Every line from the one with "the ocean, returning" up to and including the one with "stone pavement, returning" is to be output exactly as it appears below; pictures are not.

| Source data |

═══

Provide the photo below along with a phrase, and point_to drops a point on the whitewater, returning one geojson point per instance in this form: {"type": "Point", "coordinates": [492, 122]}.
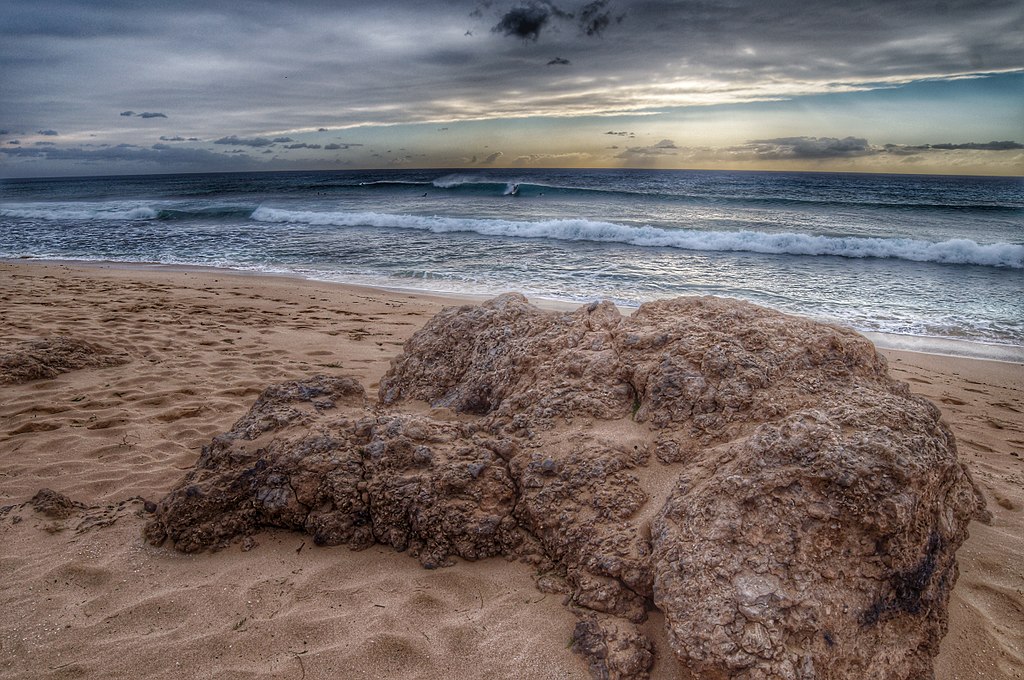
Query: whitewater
{"type": "Point", "coordinates": [911, 257]}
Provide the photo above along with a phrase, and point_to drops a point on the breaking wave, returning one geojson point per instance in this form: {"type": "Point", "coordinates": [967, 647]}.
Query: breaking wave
{"type": "Point", "coordinates": [953, 251]}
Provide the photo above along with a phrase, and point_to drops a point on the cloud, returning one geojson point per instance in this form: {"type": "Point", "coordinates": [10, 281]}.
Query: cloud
{"type": "Point", "coordinates": [664, 147]}
{"type": "Point", "coordinates": [983, 146]}
{"type": "Point", "coordinates": [807, 147]}
{"type": "Point", "coordinates": [594, 18]}
{"type": "Point", "coordinates": [235, 140]}
{"type": "Point", "coordinates": [145, 114]}
{"type": "Point", "coordinates": [158, 157]}
{"type": "Point", "coordinates": [526, 20]}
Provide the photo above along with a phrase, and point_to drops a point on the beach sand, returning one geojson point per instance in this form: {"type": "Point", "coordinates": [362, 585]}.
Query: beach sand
{"type": "Point", "coordinates": [84, 596]}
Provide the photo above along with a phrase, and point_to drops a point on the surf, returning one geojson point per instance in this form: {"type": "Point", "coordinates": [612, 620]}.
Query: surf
{"type": "Point", "coordinates": [952, 251]}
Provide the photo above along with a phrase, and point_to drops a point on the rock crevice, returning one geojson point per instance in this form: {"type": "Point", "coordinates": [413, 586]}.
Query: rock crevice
{"type": "Point", "coordinates": [759, 478]}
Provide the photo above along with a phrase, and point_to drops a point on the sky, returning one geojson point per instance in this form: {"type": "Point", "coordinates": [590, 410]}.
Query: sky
{"type": "Point", "coordinates": [118, 87]}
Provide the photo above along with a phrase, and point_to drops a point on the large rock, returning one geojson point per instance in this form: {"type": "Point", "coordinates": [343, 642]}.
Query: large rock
{"type": "Point", "coordinates": [792, 510]}
{"type": "Point", "coordinates": [48, 357]}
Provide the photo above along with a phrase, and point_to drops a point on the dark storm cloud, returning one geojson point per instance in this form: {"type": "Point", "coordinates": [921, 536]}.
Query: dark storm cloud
{"type": "Point", "coordinates": [595, 17]}
{"type": "Point", "coordinates": [220, 67]}
{"type": "Point", "coordinates": [235, 140]}
{"type": "Point", "coordinates": [526, 20]}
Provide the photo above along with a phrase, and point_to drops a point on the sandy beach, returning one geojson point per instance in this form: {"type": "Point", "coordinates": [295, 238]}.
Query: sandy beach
{"type": "Point", "coordinates": [189, 350]}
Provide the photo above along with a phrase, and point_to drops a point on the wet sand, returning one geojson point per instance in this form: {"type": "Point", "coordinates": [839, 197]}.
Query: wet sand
{"type": "Point", "coordinates": [84, 596]}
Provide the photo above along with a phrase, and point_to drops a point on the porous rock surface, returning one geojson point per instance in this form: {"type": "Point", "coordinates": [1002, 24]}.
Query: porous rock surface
{"type": "Point", "coordinates": [791, 510]}
{"type": "Point", "coordinates": [48, 357]}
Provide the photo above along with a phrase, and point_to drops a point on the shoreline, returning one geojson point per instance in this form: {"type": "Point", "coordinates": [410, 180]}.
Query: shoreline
{"type": "Point", "coordinates": [937, 346]}
{"type": "Point", "coordinates": [87, 597]}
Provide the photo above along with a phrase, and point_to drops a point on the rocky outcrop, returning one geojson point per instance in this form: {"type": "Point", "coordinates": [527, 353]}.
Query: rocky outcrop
{"type": "Point", "coordinates": [759, 478]}
{"type": "Point", "coordinates": [49, 357]}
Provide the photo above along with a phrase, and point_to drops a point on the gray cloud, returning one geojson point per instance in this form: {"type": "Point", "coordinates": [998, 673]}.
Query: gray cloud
{"type": "Point", "coordinates": [595, 17]}
{"type": "Point", "coordinates": [984, 146]}
{"type": "Point", "coordinates": [664, 147]}
{"type": "Point", "coordinates": [235, 140]}
{"type": "Point", "coordinates": [220, 67]}
{"type": "Point", "coordinates": [808, 147]}
{"type": "Point", "coordinates": [156, 158]}
{"type": "Point", "coordinates": [145, 114]}
{"type": "Point", "coordinates": [526, 20]}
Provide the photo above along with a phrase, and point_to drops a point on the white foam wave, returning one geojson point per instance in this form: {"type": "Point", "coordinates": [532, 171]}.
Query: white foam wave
{"type": "Point", "coordinates": [954, 251]}
{"type": "Point", "coordinates": [78, 211]}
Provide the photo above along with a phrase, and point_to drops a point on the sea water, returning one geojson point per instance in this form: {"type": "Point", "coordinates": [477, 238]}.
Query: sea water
{"type": "Point", "coordinates": [932, 261]}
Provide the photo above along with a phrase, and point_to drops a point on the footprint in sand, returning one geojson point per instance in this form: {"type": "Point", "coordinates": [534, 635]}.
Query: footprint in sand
{"type": "Point", "coordinates": [34, 427]}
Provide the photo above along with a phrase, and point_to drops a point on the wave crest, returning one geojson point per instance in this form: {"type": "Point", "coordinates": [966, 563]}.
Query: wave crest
{"type": "Point", "coordinates": [954, 251]}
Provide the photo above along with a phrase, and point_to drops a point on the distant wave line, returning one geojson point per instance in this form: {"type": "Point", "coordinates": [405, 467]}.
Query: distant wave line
{"type": "Point", "coordinates": [953, 251]}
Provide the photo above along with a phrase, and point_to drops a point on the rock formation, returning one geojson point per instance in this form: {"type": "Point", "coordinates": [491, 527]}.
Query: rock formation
{"type": "Point", "coordinates": [757, 477]}
{"type": "Point", "coordinates": [48, 357]}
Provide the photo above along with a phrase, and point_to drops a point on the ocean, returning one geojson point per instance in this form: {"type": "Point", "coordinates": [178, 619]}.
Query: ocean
{"type": "Point", "coordinates": [926, 262]}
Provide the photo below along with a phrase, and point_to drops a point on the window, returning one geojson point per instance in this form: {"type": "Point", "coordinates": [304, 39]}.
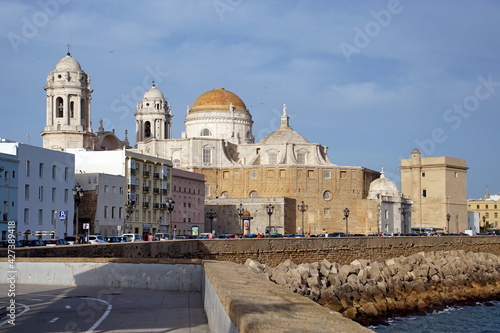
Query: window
{"type": "Point", "coordinates": [40, 193]}
{"type": "Point", "coordinates": [301, 157]}
{"type": "Point", "coordinates": [60, 107]}
{"type": "Point", "coordinates": [205, 132]}
{"type": "Point", "coordinates": [327, 195]}
{"type": "Point", "coordinates": [273, 158]}
{"type": "Point", "coordinates": [207, 156]}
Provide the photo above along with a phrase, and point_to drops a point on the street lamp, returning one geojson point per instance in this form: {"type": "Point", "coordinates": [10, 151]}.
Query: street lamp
{"type": "Point", "coordinates": [77, 196]}
{"type": "Point", "coordinates": [302, 208]}
{"type": "Point", "coordinates": [130, 207]}
{"type": "Point", "coordinates": [346, 215]}
{"type": "Point", "coordinates": [270, 210]}
{"type": "Point", "coordinates": [211, 215]}
{"type": "Point", "coordinates": [170, 207]}
{"type": "Point", "coordinates": [240, 210]}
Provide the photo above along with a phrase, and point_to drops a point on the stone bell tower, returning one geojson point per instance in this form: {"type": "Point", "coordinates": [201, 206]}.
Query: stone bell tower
{"type": "Point", "coordinates": [68, 93]}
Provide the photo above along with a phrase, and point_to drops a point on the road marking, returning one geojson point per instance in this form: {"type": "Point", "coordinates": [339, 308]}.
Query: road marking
{"type": "Point", "coordinates": [26, 309]}
{"type": "Point", "coordinates": [106, 313]}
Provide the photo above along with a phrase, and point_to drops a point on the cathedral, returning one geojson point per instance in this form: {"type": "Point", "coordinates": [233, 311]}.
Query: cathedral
{"type": "Point", "coordinates": [284, 168]}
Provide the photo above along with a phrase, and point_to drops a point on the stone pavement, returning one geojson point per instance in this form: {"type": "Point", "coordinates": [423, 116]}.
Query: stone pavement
{"type": "Point", "coordinates": [41, 308]}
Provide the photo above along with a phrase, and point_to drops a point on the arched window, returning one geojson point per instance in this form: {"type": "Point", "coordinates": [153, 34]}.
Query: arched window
{"type": "Point", "coordinates": [301, 157]}
{"type": "Point", "coordinates": [206, 132]}
{"type": "Point", "coordinates": [59, 107]}
{"type": "Point", "coordinates": [207, 156]}
{"type": "Point", "coordinates": [273, 158]}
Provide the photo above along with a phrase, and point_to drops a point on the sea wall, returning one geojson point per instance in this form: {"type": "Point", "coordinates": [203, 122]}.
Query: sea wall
{"type": "Point", "coordinates": [367, 291]}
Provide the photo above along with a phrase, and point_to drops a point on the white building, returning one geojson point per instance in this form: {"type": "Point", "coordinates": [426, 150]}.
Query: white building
{"type": "Point", "coordinates": [103, 202]}
{"type": "Point", "coordinates": [45, 179]}
{"type": "Point", "coordinates": [8, 192]}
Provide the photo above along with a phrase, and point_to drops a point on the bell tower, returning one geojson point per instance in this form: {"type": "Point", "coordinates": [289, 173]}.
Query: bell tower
{"type": "Point", "coordinates": [153, 120]}
{"type": "Point", "coordinates": [68, 94]}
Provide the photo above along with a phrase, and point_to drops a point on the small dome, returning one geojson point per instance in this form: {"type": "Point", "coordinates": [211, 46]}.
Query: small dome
{"type": "Point", "coordinates": [218, 98]}
{"type": "Point", "coordinates": [68, 63]}
{"type": "Point", "coordinates": [153, 93]}
{"type": "Point", "coordinates": [382, 186]}
{"type": "Point", "coordinates": [283, 135]}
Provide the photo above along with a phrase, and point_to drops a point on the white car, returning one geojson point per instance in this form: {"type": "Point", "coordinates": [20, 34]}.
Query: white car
{"type": "Point", "coordinates": [96, 239]}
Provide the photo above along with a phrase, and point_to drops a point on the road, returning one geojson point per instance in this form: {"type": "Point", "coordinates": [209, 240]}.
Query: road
{"type": "Point", "coordinates": [89, 309]}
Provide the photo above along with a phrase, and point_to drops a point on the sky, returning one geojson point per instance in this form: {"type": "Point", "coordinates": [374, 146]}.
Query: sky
{"type": "Point", "coordinates": [371, 80]}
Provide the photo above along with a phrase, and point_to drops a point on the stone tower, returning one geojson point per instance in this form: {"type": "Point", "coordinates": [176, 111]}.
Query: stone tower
{"type": "Point", "coordinates": [153, 120]}
{"type": "Point", "coordinates": [68, 94]}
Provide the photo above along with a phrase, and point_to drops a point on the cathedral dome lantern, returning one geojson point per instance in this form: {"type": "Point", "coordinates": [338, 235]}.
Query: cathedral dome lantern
{"type": "Point", "coordinates": [153, 119]}
{"type": "Point", "coordinates": [220, 113]}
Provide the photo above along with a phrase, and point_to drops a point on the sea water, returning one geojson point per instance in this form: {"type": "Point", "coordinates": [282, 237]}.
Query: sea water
{"type": "Point", "coordinates": [460, 319]}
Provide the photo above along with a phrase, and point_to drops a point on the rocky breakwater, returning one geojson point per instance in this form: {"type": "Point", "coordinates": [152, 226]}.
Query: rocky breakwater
{"type": "Point", "coordinates": [369, 292]}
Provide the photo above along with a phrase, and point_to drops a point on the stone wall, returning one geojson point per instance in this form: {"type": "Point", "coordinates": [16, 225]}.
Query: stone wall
{"type": "Point", "coordinates": [273, 251]}
{"type": "Point", "coordinates": [367, 291]}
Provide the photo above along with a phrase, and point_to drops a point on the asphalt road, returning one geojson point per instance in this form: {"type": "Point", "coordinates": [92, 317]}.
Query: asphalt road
{"type": "Point", "coordinates": [89, 309]}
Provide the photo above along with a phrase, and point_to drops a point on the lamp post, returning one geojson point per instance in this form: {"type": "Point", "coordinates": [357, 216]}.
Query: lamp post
{"type": "Point", "coordinates": [240, 210]}
{"type": "Point", "coordinates": [170, 207]}
{"type": "Point", "coordinates": [77, 196]}
{"type": "Point", "coordinates": [346, 215]}
{"type": "Point", "coordinates": [211, 215]}
{"type": "Point", "coordinates": [270, 210]}
{"type": "Point", "coordinates": [302, 208]}
{"type": "Point", "coordinates": [130, 207]}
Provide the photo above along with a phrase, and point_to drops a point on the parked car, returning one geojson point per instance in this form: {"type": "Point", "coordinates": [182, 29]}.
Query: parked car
{"type": "Point", "coordinates": [96, 239]}
{"type": "Point", "coordinates": [54, 242]}
{"type": "Point", "coordinates": [32, 242]}
{"type": "Point", "coordinates": [162, 236]}
{"type": "Point", "coordinates": [133, 237]}
{"type": "Point", "coordinates": [115, 239]}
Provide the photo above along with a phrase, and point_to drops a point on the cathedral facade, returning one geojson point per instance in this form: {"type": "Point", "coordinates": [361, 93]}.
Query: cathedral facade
{"type": "Point", "coordinates": [218, 142]}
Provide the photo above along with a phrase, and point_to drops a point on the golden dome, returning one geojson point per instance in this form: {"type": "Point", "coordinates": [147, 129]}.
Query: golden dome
{"type": "Point", "coordinates": [218, 98]}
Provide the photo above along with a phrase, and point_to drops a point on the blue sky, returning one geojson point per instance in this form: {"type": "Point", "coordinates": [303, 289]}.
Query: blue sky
{"type": "Point", "coordinates": [371, 80]}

═══

| Answer below |
Provide the photo above along with a phrase, and point_to drops a point on the ocean, returning one geojson point per instance in this form: {"type": "Point", "coordinates": [178, 619]}.
Query: ocean
{"type": "Point", "coordinates": [926, 262]}
Provide the photo below along with a phrase, and point_to drops a point on the window, returning one geojson point per instance in this form: {"type": "Point", "coordinates": [304, 39]}.
Query: window
{"type": "Point", "coordinates": [40, 193]}
{"type": "Point", "coordinates": [301, 157]}
{"type": "Point", "coordinates": [60, 107]}
{"type": "Point", "coordinates": [205, 132]}
{"type": "Point", "coordinates": [327, 195]}
{"type": "Point", "coordinates": [273, 158]}
{"type": "Point", "coordinates": [207, 156]}
Provide the photo above along with a phrase, and point_to drops a point on the street lamp, returning one geojson point per instance in this form: {"type": "Point", "coordinates": [10, 151]}.
Query: street lamp
{"type": "Point", "coordinates": [77, 196]}
{"type": "Point", "coordinates": [302, 208]}
{"type": "Point", "coordinates": [130, 207]}
{"type": "Point", "coordinates": [346, 215]}
{"type": "Point", "coordinates": [270, 210]}
{"type": "Point", "coordinates": [211, 215]}
{"type": "Point", "coordinates": [170, 207]}
{"type": "Point", "coordinates": [240, 210]}
Provide the photo above along with a phrase, and point_to drops a point on the stone bell tower, returning one geojson point per instance in this form: {"type": "Point", "coordinates": [201, 206]}.
Query: stone bell tower
{"type": "Point", "coordinates": [68, 93]}
Provide the photo above along with a phrase, and point_to drops a point on the road marking, returning one geojson point per instance in this form: {"type": "Point", "coordinates": [339, 308]}.
Query: road marking
{"type": "Point", "coordinates": [26, 309]}
{"type": "Point", "coordinates": [106, 313]}
Provide the photo above along with a phrase, and point_to drops a point on the cathedral, returning one geojson point per instance in this form: {"type": "Point", "coordinates": [233, 311]}.
Query: cathedral
{"type": "Point", "coordinates": [284, 168]}
Provide the photo above along with a phrase, and point_to drops a point on the stone pavement, returning one geojson point per instance in this form: {"type": "Point", "coordinates": [423, 116]}.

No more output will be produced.